# Short task A
According to the WiFi 5 text, how much faster is WiFi 5 than WiFi 4?
# Short task B
Copy everything in the WiFi 5 text from "Another important thing" down to "the next section.", swapping "laptop" for "desktop computer".

# Passage shown

======

WiFi 5 Arrived Just In Time
The innovations of WiFi 4 kept people happy for a few years but as usual, people can’t get enough of a good thing. Soon people were confronted by the limitations of WiFi 4 so WiFi 5 was born. The introduction of WiFi 5 is when things started getting crazy mostly due to the enormous amount of bandwidth required by online gaming. Somehow winning online games became synonymous with having the biggest, baddest wireless router with the most antennas and the most bandwidth printed on the side of the box. This brought about the phenomenon known as “gaming routers.” Some gaming routers actually have useful features for gamers such as DumaOS that actually enhance the gamer’s performance and experience but at a cost. For everyday users Wireless AC or WiFi 5 still had many advantages. For one thing, it’s three times as fast as WiFi4 and the newer “Wave 2” devices introduced a new form of MU-MIMO called MU-MIMO which is basically MIMO for Multiple Users (MU).
A limitation of WiFi 5 is it only works on the 5GHz band. A typical dual-band WiFi 5 router you find on the market will have 5GHz on one band and 2.4GHz on the other.
If you have 3 spatial streams on the WiFI5 side that comes out to 3×450 = 1300Mbps.
If you have 3 spatial streams on the WiFi4 side that comes out to 3×150 = 450Gbps
so they add those two together: 1300Mbps + 450Mbps = 1750Mbps and say this is 1750 Mbps router.
For comparison purposes this is accurate but in actuality it’s misleading.
Another important thing people miss is in order to benefit from these WiFi5 speeds you need a WiFi 5 device or a WiFi 5 adapter for a laptop that supports WiFi 5. In addition, if you want to connect to more than one spatial stream at a time that device also has to support MU-MIMO which we’ll get into that in the next section.
So what it all boils down to is if a device is connected to the wireless router above with only one spatial stream on the 5GHz band you’re only going to get a maximum of 433 megabits per second. That’s before you subtract 30 percent for overhead and other types of interference not to mention distance. Once you take all the real-world factors into account your actual connection speed is going to be a lot less than what is advertised on the box. A device that supports MU-MIMO (See below) will get twice that.

======

# Stored records
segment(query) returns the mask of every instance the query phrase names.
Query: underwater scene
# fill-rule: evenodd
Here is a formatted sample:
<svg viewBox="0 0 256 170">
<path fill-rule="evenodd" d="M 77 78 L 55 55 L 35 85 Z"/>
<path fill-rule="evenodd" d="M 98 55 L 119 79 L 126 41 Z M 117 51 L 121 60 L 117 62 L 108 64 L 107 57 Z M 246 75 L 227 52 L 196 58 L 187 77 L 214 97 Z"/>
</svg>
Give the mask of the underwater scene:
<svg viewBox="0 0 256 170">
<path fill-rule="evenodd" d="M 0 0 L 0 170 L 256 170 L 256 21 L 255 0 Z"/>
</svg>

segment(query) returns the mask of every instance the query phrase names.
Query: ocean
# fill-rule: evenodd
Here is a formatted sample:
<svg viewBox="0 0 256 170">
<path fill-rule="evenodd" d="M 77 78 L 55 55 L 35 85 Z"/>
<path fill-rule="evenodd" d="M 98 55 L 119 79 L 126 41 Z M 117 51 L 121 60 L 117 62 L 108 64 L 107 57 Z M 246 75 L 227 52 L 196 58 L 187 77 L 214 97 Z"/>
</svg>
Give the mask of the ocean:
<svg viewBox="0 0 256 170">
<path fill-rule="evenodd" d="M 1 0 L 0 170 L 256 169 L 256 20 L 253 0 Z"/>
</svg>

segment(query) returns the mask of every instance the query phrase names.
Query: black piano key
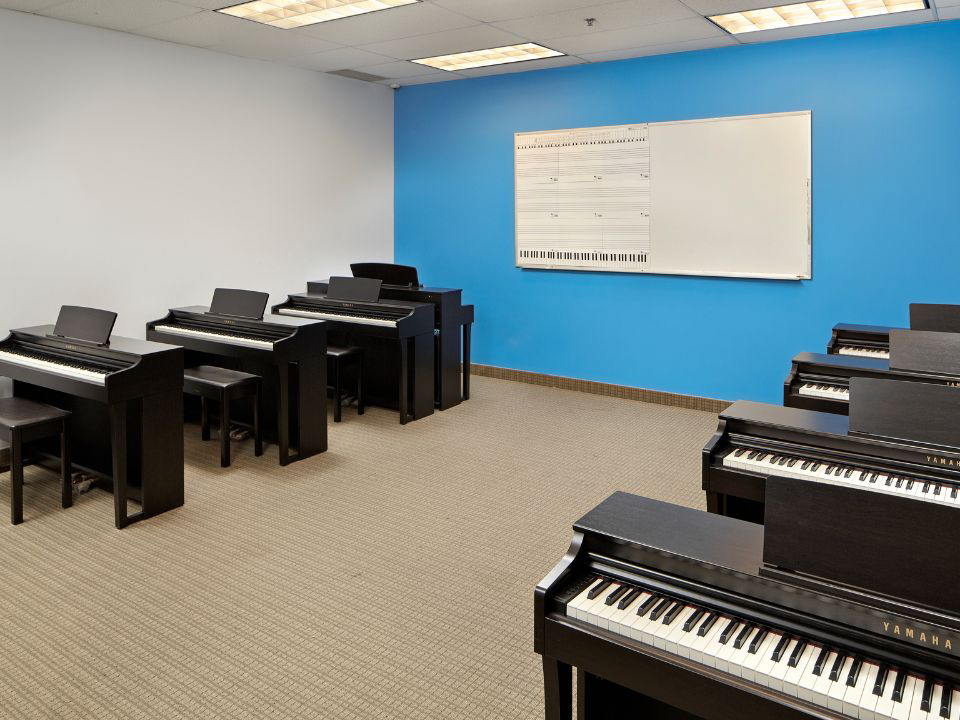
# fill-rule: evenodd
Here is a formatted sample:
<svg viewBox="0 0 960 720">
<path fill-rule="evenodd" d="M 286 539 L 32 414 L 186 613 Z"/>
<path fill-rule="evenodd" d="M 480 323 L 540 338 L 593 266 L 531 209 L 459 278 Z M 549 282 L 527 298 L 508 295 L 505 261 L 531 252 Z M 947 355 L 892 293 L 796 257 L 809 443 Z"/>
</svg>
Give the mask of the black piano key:
<svg viewBox="0 0 960 720">
<path fill-rule="evenodd" d="M 620 602 L 617 604 L 617 609 L 626 610 L 628 607 L 630 607 L 630 603 L 632 603 L 634 600 L 640 597 L 642 593 L 643 591 L 640 588 L 634 588 L 633 590 L 628 592 L 626 595 L 624 595 L 622 598 L 620 598 Z"/>
<path fill-rule="evenodd" d="M 670 598 L 664 598 L 663 600 L 661 600 L 657 604 L 657 606 L 650 611 L 650 619 L 654 621 L 659 620 L 660 616 L 663 615 L 663 613 L 666 612 L 667 609 L 673 606 L 673 603 L 674 601 L 671 600 Z"/>
<path fill-rule="evenodd" d="M 610 587 L 611 584 L 612 584 L 611 580 L 607 580 L 606 578 L 601 578 L 600 582 L 598 582 L 596 585 L 590 588 L 590 592 L 587 593 L 587 600 L 596 600 L 597 595 L 599 595 L 608 587 Z"/>
<path fill-rule="evenodd" d="M 709 613 L 706 619 L 700 623 L 700 627 L 697 628 L 697 635 L 700 637 L 706 635 L 708 632 L 710 632 L 710 628 L 712 628 L 719 619 L 720 616 L 717 615 L 717 613 Z"/>
<path fill-rule="evenodd" d="M 630 588 L 626 585 L 621 585 L 612 593 L 607 595 L 606 599 L 603 601 L 604 605 L 613 605 L 617 600 L 623 597 L 624 593 L 627 592 Z"/>
<path fill-rule="evenodd" d="M 824 645 L 820 648 L 820 654 L 817 655 L 817 661 L 813 664 L 813 674 L 817 677 L 823 673 L 823 665 L 827 662 L 827 657 L 830 655 L 830 648 Z"/>
<path fill-rule="evenodd" d="M 737 639 L 733 641 L 733 646 L 739 650 L 743 647 L 743 644 L 747 641 L 747 638 L 750 637 L 750 634 L 757 629 L 756 625 L 751 625 L 747 623 L 743 626 L 743 630 L 740 631 L 740 634 L 737 635 Z"/>
<path fill-rule="evenodd" d="M 840 679 L 840 671 L 843 669 L 843 663 L 847 660 L 847 656 L 841 652 L 837 653 L 837 658 L 833 661 L 833 667 L 830 668 L 830 681 L 836 682 Z"/>
<path fill-rule="evenodd" d="M 790 644 L 790 636 L 784 635 L 773 649 L 773 654 L 770 656 L 770 659 L 774 662 L 780 662 L 780 658 L 782 658 L 783 653 L 786 652 L 788 644 Z"/>
<path fill-rule="evenodd" d="M 730 640 L 730 636 L 733 634 L 733 631 L 737 629 L 737 625 L 740 622 L 736 619 L 731 620 L 727 623 L 727 626 L 723 629 L 723 632 L 720 633 L 720 644 L 726 645 L 727 641 Z"/>
<path fill-rule="evenodd" d="M 897 672 L 897 679 L 893 683 L 893 701 L 903 702 L 903 688 L 907 684 L 907 671 Z"/>
<path fill-rule="evenodd" d="M 747 648 L 747 652 L 751 655 L 756 655 L 757 650 L 760 649 L 760 645 L 764 640 L 767 639 L 767 631 L 763 628 L 760 628 L 757 631 L 757 634 L 753 636 L 753 640 L 750 641 L 750 647 Z"/>
<path fill-rule="evenodd" d="M 790 667 L 796 667 L 797 663 L 800 662 L 800 656 L 803 655 L 803 651 L 807 649 L 807 642 L 805 640 L 799 640 L 797 646 L 793 649 L 793 652 L 790 653 L 790 659 L 787 660 L 787 665 Z"/>
<path fill-rule="evenodd" d="M 663 616 L 663 624 L 672 625 L 673 621 L 677 619 L 677 615 L 682 613 L 686 608 L 686 605 L 684 605 L 682 602 L 678 602 L 676 605 L 670 608 L 670 611 L 666 615 Z"/>
<path fill-rule="evenodd" d="M 930 712 L 930 701 L 933 699 L 933 686 L 936 683 L 932 678 L 923 681 L 923 695 L 920 696 L 920 709 L 924 712 Z"/>
<path fill-rule="evenodd" d="M 850 663 L 850 672 L 847 673 L 847 687 L 853 687 L 860 679 L 860 669 L 863 667 L 863 658 L 854 658 Z"/>
<path fill-rule="evenodd" d="M 642 603 L 640 603 L 640 606 L 637 608 L 637 615 L 639 615 L 640 617 L 643 617 L 644 615 L 647 614 L 647 610 L 652 608 L 654 604 L 660 602 L 662 599 L 663 599 L 663 595 L 656 595 L 656 594 L 651 595 Z"/>
<path fill-rule="evenodd" d="M 688 617 L 687 621 L 683 624 L 683 631 L 690 632 L 691 630 L 693 630 L 696 624 L 700 622 L 700 618 L 702 618 L 706 612 L 707 611 L 704 610 L 703 608 L 695 611 L 693 615 Z"/>
<path fill-rule="evenodd" d="M 883 697 L 883 687 L 887 684 L 887 675 L 889 674 L 889 668 L 886 665 L 881 665 L 880 669 L 877 670 L 877 680 L 873 683 L 873 694 L 879 697 Z"/>
</svg>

======

# Correct result A
Three times as fast.

# Correct result B
Another important thing people miss is in order to benefit from these WiFi5 speeds you need a WiFi 5 device or a WiFi 5 adapter for a desktop computer that supports WiFi 5. In addition, if you want to connect to more than one spatial stream at a time that device also has to support MU-MIMO which we’ll get into that in the next section.